→ **WHAT YOU NEED TO DO**
Rewrite the passage of the text on methylene glycol, starting at "The Cosmetic Ingredient" and ending at "created additional confusion.", with "nail hardeners" swapped for "nail polishes".

→ **DOCUMENT EXCERPT**
• • •

The Cosmetic Ingredient Review Expert Panel (CIR) has reached a final conclusion on the use of methylene glycol in nail hardeners and hair/keratin smoothing products. Also considered was the maximum allowable limit of formaldehyde, which is normally found in trace amounts when methylene glycol is used as a cosmetic ingredient. Additionally, the CIR reviewed the erroneous and often conflicting information related to the chemistry of methylene glycol and formaldehyde. Although the CIR did a very good job addressing much of the misinformation surrounding this issue, in the process they also created additional confusion.

Right from the start of this review process (Nov, 2010), the CIR deserves tremendous credit for correcting some very long standing chemical misinformation by stating, “The apparent good solubility of formaldehyde in water is actually the good solubility of methylene glycol in water and the capacity of the solution to accommodate small polymethylene glycols (i.e. two to ten methylene glycol units long).  Formaldehyde itself is only sparingly soluble in water. The rate of the hydration reaction is relatively fast (i.e. the half-life of formaldehyde in water is 70 ms) and the equilibrium between methylene glycol and formaldehyde strongly favors methylene glycol, at room temperature.” 1  This reflects the scientific reality that 37% formalin is actually not 37% formaldehyde, but instead 59% methylene glycol in equilibrium with 0.05% formaldehyde and 10-15% methanol, as a stabilizer to prevent polymerization.

• • •

→ **DATA LISTING**
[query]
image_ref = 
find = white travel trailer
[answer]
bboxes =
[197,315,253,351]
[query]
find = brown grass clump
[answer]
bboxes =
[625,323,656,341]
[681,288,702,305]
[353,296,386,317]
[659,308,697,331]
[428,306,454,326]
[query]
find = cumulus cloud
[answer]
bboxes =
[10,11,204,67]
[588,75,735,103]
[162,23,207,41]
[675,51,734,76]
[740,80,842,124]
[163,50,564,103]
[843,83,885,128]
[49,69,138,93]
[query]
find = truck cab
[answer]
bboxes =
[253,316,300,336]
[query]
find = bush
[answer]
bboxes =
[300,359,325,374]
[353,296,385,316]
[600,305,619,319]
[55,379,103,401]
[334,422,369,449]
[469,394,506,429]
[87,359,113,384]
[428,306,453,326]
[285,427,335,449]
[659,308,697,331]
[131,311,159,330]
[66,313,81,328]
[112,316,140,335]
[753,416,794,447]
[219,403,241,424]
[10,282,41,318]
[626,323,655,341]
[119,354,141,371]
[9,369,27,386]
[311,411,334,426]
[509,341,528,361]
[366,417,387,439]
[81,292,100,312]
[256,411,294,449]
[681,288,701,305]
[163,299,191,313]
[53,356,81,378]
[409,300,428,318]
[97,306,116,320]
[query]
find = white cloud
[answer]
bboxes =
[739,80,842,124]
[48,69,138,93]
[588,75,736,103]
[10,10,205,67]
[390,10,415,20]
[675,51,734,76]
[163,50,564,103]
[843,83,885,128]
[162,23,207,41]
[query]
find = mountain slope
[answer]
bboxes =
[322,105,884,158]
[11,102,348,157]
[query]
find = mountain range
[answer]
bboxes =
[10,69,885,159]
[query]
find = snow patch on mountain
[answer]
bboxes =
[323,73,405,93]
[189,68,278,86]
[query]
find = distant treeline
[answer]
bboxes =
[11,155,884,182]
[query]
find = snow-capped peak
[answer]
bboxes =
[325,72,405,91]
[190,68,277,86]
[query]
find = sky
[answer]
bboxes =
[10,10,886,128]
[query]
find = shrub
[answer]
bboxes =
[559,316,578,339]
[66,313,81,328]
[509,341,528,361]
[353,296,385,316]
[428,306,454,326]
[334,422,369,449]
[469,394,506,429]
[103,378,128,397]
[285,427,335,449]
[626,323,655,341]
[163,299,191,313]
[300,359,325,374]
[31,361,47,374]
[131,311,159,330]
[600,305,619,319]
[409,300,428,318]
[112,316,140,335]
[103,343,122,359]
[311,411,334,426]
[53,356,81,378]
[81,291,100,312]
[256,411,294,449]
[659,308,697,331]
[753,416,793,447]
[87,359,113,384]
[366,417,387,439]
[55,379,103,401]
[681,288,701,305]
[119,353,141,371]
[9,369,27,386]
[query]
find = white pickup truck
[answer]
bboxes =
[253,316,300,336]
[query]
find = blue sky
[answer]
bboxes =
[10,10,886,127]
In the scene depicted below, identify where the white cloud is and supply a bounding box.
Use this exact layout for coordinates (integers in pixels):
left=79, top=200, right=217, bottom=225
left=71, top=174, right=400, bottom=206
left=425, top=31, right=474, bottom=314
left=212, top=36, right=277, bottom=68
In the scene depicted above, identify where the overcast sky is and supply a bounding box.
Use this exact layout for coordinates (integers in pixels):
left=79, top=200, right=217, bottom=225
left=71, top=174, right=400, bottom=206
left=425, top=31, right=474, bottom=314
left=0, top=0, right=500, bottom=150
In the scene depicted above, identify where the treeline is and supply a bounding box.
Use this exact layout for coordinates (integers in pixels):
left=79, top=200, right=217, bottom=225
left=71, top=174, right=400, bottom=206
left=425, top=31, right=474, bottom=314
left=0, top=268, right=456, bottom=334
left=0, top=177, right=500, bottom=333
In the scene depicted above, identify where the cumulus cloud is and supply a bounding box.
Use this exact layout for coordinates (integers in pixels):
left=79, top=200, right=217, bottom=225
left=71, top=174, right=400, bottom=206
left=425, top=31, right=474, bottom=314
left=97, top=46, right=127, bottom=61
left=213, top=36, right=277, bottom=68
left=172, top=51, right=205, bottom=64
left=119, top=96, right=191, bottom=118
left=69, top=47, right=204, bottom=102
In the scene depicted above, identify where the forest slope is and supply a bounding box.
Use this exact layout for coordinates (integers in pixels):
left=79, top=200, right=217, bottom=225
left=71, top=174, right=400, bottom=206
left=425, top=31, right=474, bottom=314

• • •

→ **FINAL ANSWER**
The Cosmetic Ingredient Review Expert Panel (CIR) has reached a final conclusion on the use of methylene glycol in nail polishes and hair/keratin smoothing products. Also considered was the maximum allowable limit of formaldehyde, which is normally found in trace amounts when methylene glycol is used as a cosmetic ingredient. Additionally, the CIR reviewed the erroneous and often conflicting information related to the chemistry of methylene glycol and formaldehyde. Although the CIR did a very good job addressing much of the misinformation surrounding this issue, in the process they also created additional confusion.